■ **Task brief**: All of the records below should be output exactly.

■ **Given entries**:
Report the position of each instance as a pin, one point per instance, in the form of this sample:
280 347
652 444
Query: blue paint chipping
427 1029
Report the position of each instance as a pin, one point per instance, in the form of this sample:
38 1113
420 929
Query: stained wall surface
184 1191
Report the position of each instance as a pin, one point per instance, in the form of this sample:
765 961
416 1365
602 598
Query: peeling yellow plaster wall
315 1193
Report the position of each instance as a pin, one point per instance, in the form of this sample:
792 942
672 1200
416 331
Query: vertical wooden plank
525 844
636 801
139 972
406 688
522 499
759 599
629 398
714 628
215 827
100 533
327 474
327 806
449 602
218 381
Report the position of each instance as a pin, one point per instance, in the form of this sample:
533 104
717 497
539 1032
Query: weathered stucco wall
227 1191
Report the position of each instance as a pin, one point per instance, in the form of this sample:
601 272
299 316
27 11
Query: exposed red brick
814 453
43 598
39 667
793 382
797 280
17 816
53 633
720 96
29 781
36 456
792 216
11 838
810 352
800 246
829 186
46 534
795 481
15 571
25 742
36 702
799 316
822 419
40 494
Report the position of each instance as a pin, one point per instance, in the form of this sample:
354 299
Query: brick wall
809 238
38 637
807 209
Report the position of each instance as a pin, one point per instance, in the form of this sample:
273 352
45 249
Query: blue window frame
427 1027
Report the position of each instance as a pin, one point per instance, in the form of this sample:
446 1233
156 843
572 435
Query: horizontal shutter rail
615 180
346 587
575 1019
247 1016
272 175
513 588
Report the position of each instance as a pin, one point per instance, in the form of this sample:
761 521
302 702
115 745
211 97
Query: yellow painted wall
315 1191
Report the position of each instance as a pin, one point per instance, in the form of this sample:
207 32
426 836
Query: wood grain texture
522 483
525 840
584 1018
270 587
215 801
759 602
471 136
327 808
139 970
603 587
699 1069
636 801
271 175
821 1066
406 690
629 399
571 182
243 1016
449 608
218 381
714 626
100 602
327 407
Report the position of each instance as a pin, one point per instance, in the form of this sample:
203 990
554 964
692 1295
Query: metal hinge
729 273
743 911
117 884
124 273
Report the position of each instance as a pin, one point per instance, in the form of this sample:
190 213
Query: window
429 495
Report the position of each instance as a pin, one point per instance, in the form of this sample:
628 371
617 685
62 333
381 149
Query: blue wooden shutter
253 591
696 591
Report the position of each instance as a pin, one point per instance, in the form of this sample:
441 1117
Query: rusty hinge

■ **Exercise output**:
Report the position of each instance as a pin, one point per instance, in the form of this sample:
280 347
652 444
Query: blue paint chipping
427 1029
Report the position of each instance as a pin, one point per instance, in the form of this sample:
38 1113
420 929
Query: stained wall surface
184 1191
Report the position of each instance as a pin, one point per instance, in the form of this sample:
765 961
416 1365
602 598
Query: peeling yellow plaster wall
315 1193
Report the position of each instance as a pin, one point per instance, in the form of this sample:
792 942
672 1200
416 331
Query: vertical wooden plank
525 844
636 801
139 972
406 688
522 499
759 599
629 398
714 628
215 827
100 533
327 474
327 806
449 602
218 381
Report the position of each instance as a pin, one point per instance, in the form of this sample:
533 104
717 497
539 1032
Query: weathered stucco wall
227 1191
Report the position of each instance as a pin, one point per instance, in the form of this sample:
601 272
299 316
27 11
Query: exposed red brick
814 453
43 598
39 667
793 382
797 280
17 816
53 633
720 96
29 781
36 456
792 216
11 838
810 352
800 246
829 186
46 534
795 481
15 571
25 742
36 702
799 316
822 419
40 494
Report the position of each instance as a pin, one point per instance, in the form of this sample:
354 299
Query: brick wall
809 238
38 637
807 209
Report the position of each instance as a pin, one point per instance, in the form of this sample:
273 352
45 249
Query: blue window frame
427 1027
Report the position of each instance as a pin, one point per instance, in the form of this sample:
446 1233
156 843
572 435
Query: horizontal shutter rail
615 180
346 587
575 1019
247 1016
272 175
513 588
Report the position of each instance as a pin, one point per instance, in the form of this sample:
761 521
302 702
115 745
211 97
Query: yellow painted wall
315 1191
Report the position of each instance as a pin, one point per instance, in the form of this sample:
207 32
426 836
Query: wood grain texture
522 483
525 840
584 1018
270 587
215 801
759 602
471 136
327 808
139 970
603 587
699 1069
636 801
271 175
821 1066
406 690
629 399
571 182
243 1016
449 608
218 381
714 626
100 602
327 407
Report the position of each instance as a pin, one point per instance, in the form of this sample:
203 990
554 964
692 1295
Query: metal hinge
729 273
743 911
117 884
124 273
Report the position of each instance as a pin, one point per instance, in the form of this sample:
190 213
Query: window
429 495
Report the position of each instance as a pin, one point per instance, in the form of this sample:
628 371
617 685
62 333
381 149
Query: blue wooden shutter
253 591
696 591
Report the position of each instance as a pin, one point per instance, in the form of this sample:
441 1117
Query: rusty hinge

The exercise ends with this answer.